*EXERCISE DETAILS*: Could you set down the lines below, from the one containing "# point at: truck windshield" through the final line, exactly as written?

● ● ● ●

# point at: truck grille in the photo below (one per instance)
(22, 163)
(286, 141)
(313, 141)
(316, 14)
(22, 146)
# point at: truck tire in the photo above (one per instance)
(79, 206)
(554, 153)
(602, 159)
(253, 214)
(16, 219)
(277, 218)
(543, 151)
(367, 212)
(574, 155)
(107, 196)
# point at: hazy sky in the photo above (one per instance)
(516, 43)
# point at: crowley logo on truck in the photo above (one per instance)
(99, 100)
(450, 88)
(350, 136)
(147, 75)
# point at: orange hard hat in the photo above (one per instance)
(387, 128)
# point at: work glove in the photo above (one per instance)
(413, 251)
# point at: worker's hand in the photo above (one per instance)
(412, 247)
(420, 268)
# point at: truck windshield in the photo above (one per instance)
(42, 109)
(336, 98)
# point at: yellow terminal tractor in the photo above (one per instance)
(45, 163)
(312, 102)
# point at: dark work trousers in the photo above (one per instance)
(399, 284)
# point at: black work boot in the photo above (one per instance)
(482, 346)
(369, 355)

● ● ● ●

*EXERCISE SOLUTION*:
# point at: truck windshield in the photo above (one per instance)
(42, 109)
(336, 98)
# point at: yellow terminal tractor in the photo above (one per instance)
(45, 163)
(312, 102)
# point at: dark work trousers in the photo above (one per instance)
(399, 284)
# point at: black work boot in the photo above (one per instance)
(482, 346)
(369, 355)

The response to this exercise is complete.